§ SET TASK: Scale the material from the line containing "Where can the guitar be" through the end, inclusive. Repeat only those lines, requests included, with each coordinate in the answers multiplied by 0.6 and rounded to the nearest whole number, halves rounding up.

§ MATERIAL FOR THE TASK:
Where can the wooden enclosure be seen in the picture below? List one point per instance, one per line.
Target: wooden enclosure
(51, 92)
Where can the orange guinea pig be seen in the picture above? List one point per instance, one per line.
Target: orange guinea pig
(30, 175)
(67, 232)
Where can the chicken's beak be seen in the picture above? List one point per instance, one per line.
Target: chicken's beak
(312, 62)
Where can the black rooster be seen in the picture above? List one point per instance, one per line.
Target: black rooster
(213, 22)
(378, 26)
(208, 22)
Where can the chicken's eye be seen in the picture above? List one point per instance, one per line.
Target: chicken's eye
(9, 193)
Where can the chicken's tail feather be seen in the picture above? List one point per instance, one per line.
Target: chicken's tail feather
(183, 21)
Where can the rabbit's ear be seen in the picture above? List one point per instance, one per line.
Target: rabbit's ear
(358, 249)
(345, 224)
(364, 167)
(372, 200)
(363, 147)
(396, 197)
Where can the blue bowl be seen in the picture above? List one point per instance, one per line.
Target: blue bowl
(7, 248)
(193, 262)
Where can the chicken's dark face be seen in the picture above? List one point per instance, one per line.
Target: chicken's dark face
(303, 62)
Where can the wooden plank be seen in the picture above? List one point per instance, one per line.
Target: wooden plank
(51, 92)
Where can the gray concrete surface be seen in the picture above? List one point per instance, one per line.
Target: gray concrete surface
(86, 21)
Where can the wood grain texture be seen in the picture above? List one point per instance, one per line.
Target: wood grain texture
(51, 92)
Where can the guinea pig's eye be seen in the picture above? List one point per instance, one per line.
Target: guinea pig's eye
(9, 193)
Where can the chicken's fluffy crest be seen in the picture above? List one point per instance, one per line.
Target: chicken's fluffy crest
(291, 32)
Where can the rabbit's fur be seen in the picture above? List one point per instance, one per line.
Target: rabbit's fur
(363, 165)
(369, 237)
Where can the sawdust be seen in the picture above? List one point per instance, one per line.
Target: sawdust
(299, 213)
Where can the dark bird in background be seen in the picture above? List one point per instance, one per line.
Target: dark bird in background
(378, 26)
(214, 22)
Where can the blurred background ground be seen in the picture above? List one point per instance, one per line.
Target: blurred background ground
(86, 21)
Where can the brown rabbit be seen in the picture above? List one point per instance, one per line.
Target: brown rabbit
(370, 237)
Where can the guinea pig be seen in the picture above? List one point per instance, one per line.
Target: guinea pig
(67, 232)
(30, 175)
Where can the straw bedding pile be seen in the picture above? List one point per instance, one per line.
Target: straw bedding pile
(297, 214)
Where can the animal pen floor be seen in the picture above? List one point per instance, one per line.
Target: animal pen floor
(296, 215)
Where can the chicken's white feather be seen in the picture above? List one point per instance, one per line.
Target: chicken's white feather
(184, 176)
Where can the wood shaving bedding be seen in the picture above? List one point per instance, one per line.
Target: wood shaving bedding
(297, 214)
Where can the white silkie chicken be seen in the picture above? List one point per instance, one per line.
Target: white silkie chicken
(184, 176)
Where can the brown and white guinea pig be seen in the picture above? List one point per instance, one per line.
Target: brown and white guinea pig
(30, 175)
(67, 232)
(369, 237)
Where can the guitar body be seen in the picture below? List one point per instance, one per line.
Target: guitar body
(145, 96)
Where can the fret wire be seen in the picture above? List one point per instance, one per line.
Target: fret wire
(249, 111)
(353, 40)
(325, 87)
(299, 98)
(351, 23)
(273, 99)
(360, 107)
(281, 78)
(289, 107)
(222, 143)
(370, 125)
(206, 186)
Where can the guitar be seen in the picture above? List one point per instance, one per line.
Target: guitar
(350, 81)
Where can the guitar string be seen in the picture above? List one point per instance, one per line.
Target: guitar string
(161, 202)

§ SOLUTION TO THIS EXERCISE:
Where can the guitar be seen in the picture above? List one point per instance, one per line.
Target: guitar
(210, 49)
Where can the guitar string be seen in the picture above? List one point per instance, one per line.
Target: guitar string
(97, 121)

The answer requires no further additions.